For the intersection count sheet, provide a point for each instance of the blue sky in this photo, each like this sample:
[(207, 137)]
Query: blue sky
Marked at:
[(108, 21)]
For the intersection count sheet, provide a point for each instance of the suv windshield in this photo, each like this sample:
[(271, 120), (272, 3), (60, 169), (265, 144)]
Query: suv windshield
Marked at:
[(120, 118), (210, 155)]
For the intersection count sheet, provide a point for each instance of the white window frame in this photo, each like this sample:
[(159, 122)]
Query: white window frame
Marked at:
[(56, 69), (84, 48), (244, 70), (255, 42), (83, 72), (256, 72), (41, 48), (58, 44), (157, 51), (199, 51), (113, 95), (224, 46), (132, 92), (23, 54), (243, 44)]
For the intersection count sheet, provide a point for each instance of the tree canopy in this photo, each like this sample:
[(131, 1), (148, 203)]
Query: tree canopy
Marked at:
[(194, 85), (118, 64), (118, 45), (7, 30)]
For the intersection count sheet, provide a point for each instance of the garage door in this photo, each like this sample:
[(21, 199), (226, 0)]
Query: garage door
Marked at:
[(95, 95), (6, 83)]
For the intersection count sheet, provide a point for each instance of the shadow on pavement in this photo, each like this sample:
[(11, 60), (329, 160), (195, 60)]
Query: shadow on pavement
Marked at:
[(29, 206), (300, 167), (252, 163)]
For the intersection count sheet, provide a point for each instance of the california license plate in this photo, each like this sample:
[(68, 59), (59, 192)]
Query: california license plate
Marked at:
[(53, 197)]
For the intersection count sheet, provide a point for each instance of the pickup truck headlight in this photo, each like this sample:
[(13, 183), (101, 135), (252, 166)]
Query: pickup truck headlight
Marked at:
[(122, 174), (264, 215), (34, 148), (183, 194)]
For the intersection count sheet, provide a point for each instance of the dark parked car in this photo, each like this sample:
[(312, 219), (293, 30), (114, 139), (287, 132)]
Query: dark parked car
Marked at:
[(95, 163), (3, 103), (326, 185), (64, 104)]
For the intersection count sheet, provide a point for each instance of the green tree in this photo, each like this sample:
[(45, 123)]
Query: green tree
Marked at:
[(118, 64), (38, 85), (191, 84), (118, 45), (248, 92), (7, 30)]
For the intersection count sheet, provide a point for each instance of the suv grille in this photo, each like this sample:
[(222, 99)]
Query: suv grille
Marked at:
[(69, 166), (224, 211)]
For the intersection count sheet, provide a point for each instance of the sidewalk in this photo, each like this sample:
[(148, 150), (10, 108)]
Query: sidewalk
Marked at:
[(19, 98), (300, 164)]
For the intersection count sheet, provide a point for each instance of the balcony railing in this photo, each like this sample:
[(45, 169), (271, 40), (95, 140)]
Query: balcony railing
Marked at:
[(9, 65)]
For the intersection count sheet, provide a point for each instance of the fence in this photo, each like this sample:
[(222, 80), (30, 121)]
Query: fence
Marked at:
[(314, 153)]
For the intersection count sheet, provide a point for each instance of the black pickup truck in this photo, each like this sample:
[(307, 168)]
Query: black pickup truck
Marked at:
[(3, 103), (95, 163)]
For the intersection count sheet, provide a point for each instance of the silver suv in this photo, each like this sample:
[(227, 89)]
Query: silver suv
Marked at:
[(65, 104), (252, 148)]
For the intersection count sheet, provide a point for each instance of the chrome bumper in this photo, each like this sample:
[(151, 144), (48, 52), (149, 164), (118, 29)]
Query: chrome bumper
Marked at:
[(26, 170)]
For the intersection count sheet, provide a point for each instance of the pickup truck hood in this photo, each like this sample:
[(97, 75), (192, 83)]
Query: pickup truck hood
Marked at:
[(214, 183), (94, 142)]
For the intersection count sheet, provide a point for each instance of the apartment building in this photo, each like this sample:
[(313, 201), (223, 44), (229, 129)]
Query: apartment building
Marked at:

---+---

WHAT IS ASKED — Rewrite all the items above as a numbered list, one line per number, leaving out any blank lines.

PROBLEM SOLUTION —
1. For the intersection count sheet, provide a point for each instance of the blue sky in this photo, each like this sample:
2. [(207, 137)]
3. Query: blue sky
4. Marked at:
5. [(108, 21)]
6. For the intersection count sheet, provide a point for each instance of the suv windshield in this photo, each like this sample:
7. [(271, 120), (272, 3), (60, 169), (265, 144)]
8. Query: suv windshield
9. Marked at:
10. [(120, 118), (210, 155)]
11. For the intersection count sheet, provide a point for each instance of the white window frame in this photo, each like this sample:
12. [(159, 122)]
13. Query: white window frame
14. Marked at:
15. [(56, 69), (84, 48), (244, 70), (255, 42), (83, 72), (256, 72), (41, 48), (58, 44), (157, 51), (199, 51), (113, 95), (224, 46), (132, 92), (23, 54), (243, 44)]
16. For the intersection count sheet, provide a point for each instance of the tree canopy in this photo, each like this sample:
17. [(131, 1), (148, 203)]
18. Query: tree canopy
19. Marked at:
20. [(194, 85), (118, 64), (118, 45), (7, 30)]
21. For the intersection count sheet, provide a point for each instance of the garage door in this photo, each like this sample:
22. [(21, 199), (226, 0)]
23. Query: garage door
24. Marked at:
25. [(95, 95), (6, 83)]
26. For the intersection count sheet, provide a point for each instance of the shadow on pavement in this photo, each like this sample:
27. [(11, 60), (329, 160), (195, 60)]
28. Query: shadow on pavement
29. Marked at:
30. [(29, 206), (300, 167), (252, 163)]
31. For the intersection count sheet, provide a point for each instance of the california license plate in this photo, each like this sample:
32. [(68, 59), (59, 192)]
33. Query: california license plate
34. Marked at:
35. [(53, 197)]
36. For the intersection count sheet, provide a point for each instance of the pickup truck headlight in this photo, each like this sample:
37. [(13, 183), (101, 135), (252, 166)]
38. Query: pickup truck headlight
39. Marked at:
40. [(122, 174), (264, 215), (34, 148), (183, 194)]
41. For the intersection count sheet, provide a point for each instance of the dark parked car in this photo, each like this sample:
42. [(312, 219), (293, 30), (114, 139), (287, 132)]
43. Query: dark parked car
44. Marked at:
45. [(95, 163), (3, 103), (326, 185), (64, 104)]
46. For the intersection count sheet, provide a point for each instance of the green tree in this photo, each like this sample:
47. [(45, 123)]
48. Query: green tree
49. Marked at:
50. [(118, 64), (38, 85), (191, 84), (118, 45), (248, 92), (7, 30)]
51. For the intersection count sheet, provide a point for each instance of the suv grille in this photo, each like this sample:
52. [(222, 99)]
53. Query: suv grille
54. Marked at:
55. [(69, 166), (224, 211)]
56. For the intersection count sheet, provide a point for each instance of the sidewalk in this photo, each like this sample:
57. [(148, 150), (10, 108)]
58. Query: sidewalk
59. Marked at:
60. [(19, 98), (300, 164)]
61. For the intersection count sheet, provide a point for each instance of the balcony railing in this photo, each like this sample:
62. [(45, 169), (271, 40), (95, 140)]
63. Query: balcony railing
64. Marked at:
65. [(9, 65)]
66. For the intersection count sheet, provide a point for each instance of the fence in this photo, each like this sample:
67. [(222, 80), (30, 121)]
68. Query: fence
69. Marked at:
70. [(314, 153)]
71. For the intersection count sheet, provide a point for each instance of the black pickup truck in this photo, each like this sample:
72. [(307, 168)]
73. Query: black pickup truck
74. Marked at:
75. [(3, 103), (95, 163)]
76. For the intersection count sheet, provide a point for each instance of the silver suv in this photo, each like this sample:
77. [(227, 89)]
78. Query: silver suv
79. Marked at:
80. [(65, 104), (252, 148)]
81. For the intersection count sheet, provide a point for each instance of the chrome bumper in this photo, each like this sample:
82. [(151, 144), (48, 52), (149, 164), (118, 29)]
83. Query: chrome bumper
84. Marked at:
85. [(26, 170)]
86. For the intersection count sheet, provide a point for each instance of the pickup truck hood in this photo, each like this sample:
87. [(97, 75), (192, 83)]
88. Query: pickup truck hood
89. Marked at:
90. [(214, 183), (94, 142)]
91. For the intersection count sheet, provide a point for each instance of the apartment building in this photo, each like this sample:
92. [(313, 201), (223, 44), (229, 129)]
93. Query: apartment building
94. Marked at:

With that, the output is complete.